* WRITTEN TASK
Give the stretch of records below, from the line containing "Target: bell tower" through the line containing "x=503, y=218", as a two-column CSV with the headers record_text and answer. Use one row per record, put each field in quotes, and replace line breaks with spaces.

* PROVIDED DATA
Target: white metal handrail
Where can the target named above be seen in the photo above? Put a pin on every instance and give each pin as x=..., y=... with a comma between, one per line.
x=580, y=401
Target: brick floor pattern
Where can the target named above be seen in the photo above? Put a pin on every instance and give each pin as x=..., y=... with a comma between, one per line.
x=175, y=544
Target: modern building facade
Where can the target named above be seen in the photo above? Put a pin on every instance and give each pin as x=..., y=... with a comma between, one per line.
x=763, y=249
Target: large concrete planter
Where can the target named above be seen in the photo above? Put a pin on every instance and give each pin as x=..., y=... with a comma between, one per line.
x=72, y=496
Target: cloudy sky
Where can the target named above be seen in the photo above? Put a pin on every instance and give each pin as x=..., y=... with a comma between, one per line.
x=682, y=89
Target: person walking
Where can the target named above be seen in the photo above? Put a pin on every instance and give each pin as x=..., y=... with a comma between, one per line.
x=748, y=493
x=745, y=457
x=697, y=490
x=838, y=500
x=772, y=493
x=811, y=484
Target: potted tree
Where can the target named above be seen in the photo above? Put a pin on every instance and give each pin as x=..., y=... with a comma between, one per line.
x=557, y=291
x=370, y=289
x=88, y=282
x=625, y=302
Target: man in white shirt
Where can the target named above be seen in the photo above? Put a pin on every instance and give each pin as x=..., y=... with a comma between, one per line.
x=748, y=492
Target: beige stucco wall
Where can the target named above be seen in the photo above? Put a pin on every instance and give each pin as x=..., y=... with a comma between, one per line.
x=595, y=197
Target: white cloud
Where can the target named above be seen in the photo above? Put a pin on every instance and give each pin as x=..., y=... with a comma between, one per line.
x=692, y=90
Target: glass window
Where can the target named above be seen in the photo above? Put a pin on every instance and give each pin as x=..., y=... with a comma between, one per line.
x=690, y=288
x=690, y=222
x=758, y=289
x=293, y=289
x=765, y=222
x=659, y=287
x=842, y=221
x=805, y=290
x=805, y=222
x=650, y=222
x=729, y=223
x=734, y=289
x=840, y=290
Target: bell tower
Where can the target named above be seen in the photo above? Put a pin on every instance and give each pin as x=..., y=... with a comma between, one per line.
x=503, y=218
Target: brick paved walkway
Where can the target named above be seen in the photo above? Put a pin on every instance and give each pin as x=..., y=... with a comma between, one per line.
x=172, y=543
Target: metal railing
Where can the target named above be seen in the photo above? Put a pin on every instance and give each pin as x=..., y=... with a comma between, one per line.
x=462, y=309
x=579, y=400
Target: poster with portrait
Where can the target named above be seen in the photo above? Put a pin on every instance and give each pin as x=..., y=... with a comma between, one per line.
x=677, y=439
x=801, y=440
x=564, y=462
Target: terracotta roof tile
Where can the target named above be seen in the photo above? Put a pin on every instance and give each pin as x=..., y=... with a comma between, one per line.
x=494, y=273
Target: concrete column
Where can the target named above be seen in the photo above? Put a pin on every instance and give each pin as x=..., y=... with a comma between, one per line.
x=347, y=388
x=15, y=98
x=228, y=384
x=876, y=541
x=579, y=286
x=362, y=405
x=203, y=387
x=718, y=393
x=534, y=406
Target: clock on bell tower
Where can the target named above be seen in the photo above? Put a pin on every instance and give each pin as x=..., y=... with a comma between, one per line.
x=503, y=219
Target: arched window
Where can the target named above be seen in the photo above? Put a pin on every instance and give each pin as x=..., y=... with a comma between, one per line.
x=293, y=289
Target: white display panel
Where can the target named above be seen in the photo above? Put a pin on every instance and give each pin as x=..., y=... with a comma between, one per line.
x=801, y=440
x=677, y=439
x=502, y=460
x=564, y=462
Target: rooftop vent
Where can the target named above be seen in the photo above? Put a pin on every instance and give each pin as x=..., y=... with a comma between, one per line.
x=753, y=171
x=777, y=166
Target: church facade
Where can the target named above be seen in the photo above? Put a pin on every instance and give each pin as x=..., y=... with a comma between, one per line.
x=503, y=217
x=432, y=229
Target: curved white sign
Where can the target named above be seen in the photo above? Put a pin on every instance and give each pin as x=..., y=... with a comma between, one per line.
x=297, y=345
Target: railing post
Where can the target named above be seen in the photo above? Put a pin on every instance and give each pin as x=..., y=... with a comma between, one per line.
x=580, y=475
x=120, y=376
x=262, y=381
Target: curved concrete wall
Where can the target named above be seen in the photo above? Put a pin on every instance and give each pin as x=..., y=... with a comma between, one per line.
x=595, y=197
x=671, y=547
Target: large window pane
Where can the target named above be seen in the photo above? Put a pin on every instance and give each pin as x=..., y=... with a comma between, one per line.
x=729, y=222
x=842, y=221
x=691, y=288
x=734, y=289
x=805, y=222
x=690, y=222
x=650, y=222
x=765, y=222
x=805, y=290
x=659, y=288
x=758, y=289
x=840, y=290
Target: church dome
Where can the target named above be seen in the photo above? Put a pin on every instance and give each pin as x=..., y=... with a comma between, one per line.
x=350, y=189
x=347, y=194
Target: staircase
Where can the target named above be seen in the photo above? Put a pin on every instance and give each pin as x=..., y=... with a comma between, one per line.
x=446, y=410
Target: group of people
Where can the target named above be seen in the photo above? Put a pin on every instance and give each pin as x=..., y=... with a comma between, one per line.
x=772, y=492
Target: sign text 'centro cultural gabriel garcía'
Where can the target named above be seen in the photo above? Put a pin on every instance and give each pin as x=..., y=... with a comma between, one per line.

* RESULT FOR THIS EXERCISE
record_text,answer
"Target: bell tower Where can the target named above be seen in the photo above? Put a pin on every instance and give each pin as x=..., y=... with a comma between, one per line.","x=503, y=218"